SOURCE DOCUMENT:
---*---
Lucy Shapiro, PhD, untangles the genetic circuitry that makes life possible

“Our two teams were able to explore the physics and chemistry of life side by side, and that revolutionized our understanding of the most abundant organism on the planet.”
- Lucy Shapiro, PhD

Life is a collaboration between thousands of genes, all working together to produce a functioning organism. Lucy Shapiro, who is the Virginia and D. K. Ludwig Professor of Developmental Biology at Stanford, has spent years studying bacteria to learn how genes orchestrate all the complexities of life. Her quest has resulted not only in new insights into how life works, but strategies to design new antibiotics.

“As time goes by,” Lucy says, “every single available antibiotic is becoming increasingly useless.” Every year at least 23,000 Americans die of drug-resistant bacterial infections, and the approaches currently used to discover new antibiotics are failing. But with their research on the bacterium Caulobacter crescentus, Lucy and her colleagues are finding new approaches to this global problem.
---*---
DATA SEGMENT:
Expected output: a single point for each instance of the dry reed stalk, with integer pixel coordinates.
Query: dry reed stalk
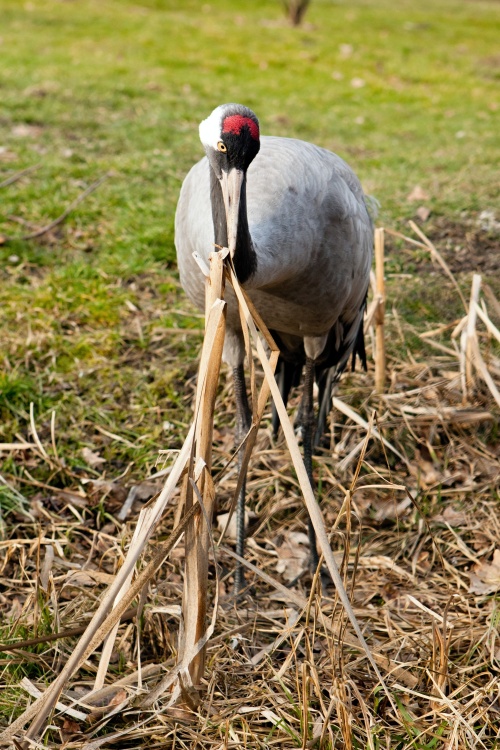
---*---
DIRECTIONS: Can you give the passage of the Lucy Shapiro profile again, starting with "Life is a collaboration" and going on through "this global problem.", updated so that "bacterium" becomes "microbe"?

RESPONSE BELOW:
Life is a collaboration between thousands of genes, all working together to produce a functioning organism. Lucy Shapiro, who is the Virginia and D. K. Ludwig Professor of Developmental Biology at Stanford, has spent years studying bacteria to learn how genes orchestrate all the complexities of life. Her quest has resulted not only in new insights into how life works, but strategies to design new antibiotics.

“As time goes by,” Lucy says, “every single available antibiotic is becoming increasingly useless.” Every year at least 23,000 Americans die of drug-resistant bacterial infections, and the approaches currently used to discover new antibiotics are failing. But with their research on the microbe Caulobacter crescentus, Lucy and her colleagues are finding new approaches to this global problem.